◆ **Source document**:
● ● ● ● ● ● ●

EQUALITY & DIVERSITY

A short guide to The Equality Act 2010

Wednesday, January 5th, 2011

The Equality Act came in to effect in October 2010. Its main purpose was to consolidate and simplify the nine anti-discrimination acts already in place as well as strengthening the law in some areas.

Most of the law has remained the same; however there are a few significant changes:

Protected Characteristics

The key strands of age, religion or belief, disability, race, sex, sexual orientation, gender reassignment (a new definition under the act), marriage and civil partnership and pregnancy and maternity are now known as Protected Characteristics.

Types of Discrimination

There are now seven different types of discrimination:

Direct discrimination, indirect discrimination, victimisation and harassment remain. However, direct discrimination and indirect discrimination have been extended to cover disability, sex and gender reassignment. With victimisation and harassment, the victim now just needs to prove that they have been treated badly.

Associative discrimination is discrimination through direct discrimination against someone with a protective characteristic (i.e. a worker overlooked for a promotion because they have a disabled child who the employer believes will take up the worker’s time).

Harassment by a third party is where an employee or member of the public is harassed by someone not directly employed by the company such as a contractor.

Discrimination by perception is discrimination against someone who is believed to have a protected characteristic, even if they in fact don’t. Disability related discrimination is no longer listed as a distinct type of discrimination.

Disability

The test determining disability has changed under the act to include a person who has difficulty carrying out their day-to-day work, rather than just a particular impairment affecting a certain ability such as hearing or eyesight.

● ● ● ● ● ● ●

◆ **Region pointing data**:
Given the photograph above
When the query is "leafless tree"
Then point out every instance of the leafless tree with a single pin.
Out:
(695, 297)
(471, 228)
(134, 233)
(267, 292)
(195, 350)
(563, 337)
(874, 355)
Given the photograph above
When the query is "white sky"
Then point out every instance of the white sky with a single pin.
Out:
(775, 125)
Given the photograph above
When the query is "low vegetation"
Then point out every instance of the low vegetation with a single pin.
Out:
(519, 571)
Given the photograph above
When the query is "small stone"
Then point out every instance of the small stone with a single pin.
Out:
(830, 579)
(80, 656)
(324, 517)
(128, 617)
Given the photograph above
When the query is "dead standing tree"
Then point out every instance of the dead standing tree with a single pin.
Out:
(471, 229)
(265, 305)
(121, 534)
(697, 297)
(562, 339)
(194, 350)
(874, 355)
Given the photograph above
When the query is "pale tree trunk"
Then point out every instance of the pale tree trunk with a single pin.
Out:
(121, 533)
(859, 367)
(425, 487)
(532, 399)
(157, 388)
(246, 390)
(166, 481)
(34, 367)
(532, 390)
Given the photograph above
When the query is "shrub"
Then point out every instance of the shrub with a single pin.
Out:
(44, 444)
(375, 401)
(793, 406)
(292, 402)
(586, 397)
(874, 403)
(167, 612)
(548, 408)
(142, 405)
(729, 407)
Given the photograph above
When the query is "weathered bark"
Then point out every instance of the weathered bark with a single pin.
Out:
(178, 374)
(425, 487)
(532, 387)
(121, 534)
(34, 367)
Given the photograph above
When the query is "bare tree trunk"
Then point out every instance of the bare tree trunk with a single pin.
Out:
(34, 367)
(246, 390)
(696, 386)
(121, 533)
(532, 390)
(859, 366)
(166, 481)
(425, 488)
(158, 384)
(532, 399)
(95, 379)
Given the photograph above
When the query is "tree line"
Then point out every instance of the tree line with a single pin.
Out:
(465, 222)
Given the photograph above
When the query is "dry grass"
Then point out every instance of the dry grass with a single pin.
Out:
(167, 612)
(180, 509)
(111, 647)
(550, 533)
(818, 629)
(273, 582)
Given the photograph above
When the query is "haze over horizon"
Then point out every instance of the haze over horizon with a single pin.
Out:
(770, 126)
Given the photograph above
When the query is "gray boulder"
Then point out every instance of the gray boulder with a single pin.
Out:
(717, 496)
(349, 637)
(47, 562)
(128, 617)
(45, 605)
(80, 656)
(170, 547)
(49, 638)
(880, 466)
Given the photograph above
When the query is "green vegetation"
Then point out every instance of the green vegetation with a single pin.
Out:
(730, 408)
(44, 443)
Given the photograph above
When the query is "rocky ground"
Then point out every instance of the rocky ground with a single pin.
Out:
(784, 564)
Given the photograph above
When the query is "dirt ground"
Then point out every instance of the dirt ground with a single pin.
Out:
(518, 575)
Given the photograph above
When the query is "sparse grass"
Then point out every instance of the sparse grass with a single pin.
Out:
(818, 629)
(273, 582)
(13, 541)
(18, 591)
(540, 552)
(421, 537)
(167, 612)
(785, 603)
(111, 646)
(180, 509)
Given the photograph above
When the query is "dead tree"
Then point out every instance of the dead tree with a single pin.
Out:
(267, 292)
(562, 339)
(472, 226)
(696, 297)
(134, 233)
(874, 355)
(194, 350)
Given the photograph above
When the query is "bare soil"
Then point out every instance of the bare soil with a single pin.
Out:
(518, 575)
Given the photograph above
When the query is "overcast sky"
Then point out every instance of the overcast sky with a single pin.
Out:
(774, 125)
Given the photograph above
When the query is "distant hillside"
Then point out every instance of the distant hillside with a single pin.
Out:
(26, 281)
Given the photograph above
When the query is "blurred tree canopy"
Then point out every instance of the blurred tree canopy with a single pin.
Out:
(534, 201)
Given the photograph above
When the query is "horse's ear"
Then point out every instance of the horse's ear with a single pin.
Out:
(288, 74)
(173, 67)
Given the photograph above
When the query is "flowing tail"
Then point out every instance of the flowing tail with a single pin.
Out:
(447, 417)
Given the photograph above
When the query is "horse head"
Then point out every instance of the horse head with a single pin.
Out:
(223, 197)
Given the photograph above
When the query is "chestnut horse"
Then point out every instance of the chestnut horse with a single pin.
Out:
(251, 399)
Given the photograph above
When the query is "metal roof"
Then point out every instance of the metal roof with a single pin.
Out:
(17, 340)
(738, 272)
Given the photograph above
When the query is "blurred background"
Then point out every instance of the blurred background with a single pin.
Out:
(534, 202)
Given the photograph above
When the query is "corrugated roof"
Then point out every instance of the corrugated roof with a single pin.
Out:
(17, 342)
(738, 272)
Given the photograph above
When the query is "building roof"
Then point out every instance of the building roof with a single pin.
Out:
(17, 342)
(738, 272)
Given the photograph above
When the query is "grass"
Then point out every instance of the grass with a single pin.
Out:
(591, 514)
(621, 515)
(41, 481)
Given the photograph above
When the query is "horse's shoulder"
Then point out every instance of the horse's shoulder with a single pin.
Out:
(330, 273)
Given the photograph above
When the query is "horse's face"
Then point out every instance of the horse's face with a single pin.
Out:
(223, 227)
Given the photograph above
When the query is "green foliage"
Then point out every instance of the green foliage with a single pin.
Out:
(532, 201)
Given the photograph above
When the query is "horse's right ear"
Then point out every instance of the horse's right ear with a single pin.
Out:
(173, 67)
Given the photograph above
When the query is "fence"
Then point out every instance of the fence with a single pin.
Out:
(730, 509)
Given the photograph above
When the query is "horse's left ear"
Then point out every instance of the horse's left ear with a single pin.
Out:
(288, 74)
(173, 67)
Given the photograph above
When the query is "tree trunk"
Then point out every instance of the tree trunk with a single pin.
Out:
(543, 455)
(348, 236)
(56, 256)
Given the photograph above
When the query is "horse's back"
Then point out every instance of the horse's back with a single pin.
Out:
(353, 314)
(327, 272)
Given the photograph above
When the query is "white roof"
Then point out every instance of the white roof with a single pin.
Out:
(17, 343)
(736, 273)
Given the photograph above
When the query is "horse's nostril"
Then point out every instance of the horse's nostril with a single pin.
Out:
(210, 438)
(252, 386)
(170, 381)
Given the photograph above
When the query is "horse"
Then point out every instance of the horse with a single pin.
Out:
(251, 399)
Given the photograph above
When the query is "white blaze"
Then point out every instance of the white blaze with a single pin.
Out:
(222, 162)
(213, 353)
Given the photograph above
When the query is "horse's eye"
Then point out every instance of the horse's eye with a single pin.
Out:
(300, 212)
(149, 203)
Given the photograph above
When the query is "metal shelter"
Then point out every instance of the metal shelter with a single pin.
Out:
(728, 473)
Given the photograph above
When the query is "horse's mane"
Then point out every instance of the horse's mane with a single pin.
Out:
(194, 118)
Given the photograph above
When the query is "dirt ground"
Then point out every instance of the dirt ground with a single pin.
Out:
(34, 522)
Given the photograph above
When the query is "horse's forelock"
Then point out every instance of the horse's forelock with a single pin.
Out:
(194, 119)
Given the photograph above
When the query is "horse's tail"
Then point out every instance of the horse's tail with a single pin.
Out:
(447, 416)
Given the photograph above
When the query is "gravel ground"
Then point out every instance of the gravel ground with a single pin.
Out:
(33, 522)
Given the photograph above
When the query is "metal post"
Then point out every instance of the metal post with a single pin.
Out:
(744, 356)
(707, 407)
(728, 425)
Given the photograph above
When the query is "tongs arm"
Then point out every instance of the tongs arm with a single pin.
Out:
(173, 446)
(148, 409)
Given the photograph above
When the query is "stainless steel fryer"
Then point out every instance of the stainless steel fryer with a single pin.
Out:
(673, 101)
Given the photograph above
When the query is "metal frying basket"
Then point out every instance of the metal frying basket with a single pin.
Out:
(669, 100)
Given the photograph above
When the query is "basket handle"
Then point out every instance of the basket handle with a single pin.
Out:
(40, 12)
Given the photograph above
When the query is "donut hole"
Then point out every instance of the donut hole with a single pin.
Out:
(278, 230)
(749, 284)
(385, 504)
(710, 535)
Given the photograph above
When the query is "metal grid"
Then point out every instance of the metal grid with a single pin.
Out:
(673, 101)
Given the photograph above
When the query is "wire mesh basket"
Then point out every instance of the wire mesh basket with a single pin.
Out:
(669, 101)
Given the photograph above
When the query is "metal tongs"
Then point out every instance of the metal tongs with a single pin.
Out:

● ● ● ● ● ● ●

◆ **Tasks for this exercise**:
a – According to the Equality Act guide, when did the Equality Act come into effect?
b – Reproduce the text of the Equality Act guide, starting at "Most of the" and ending at "been treated badly.".

◆ **Responses to the tasks**:
a – In October 2010.

b –
Most of the law has remained the same; however there are a few significant changes:

Protected Characteristics

The key strands of age, religion or belief, disability, race, sex, sexual orientation, gender reassignment (a new definition under the act), marriage and civil partnership and pregnancy and maternity are now known as Protected Characteristics.

Types of Discrimination

There are now seven different types of discrimination:

Direct discrimination, indirect discrimination, victimisation and harassment remain. However, direct discrimination and indirect discrimination have been extended to cover disability, sex and gender reassignment. With victimisation and harassment, the victim now just needs to prove that they have been treated badly.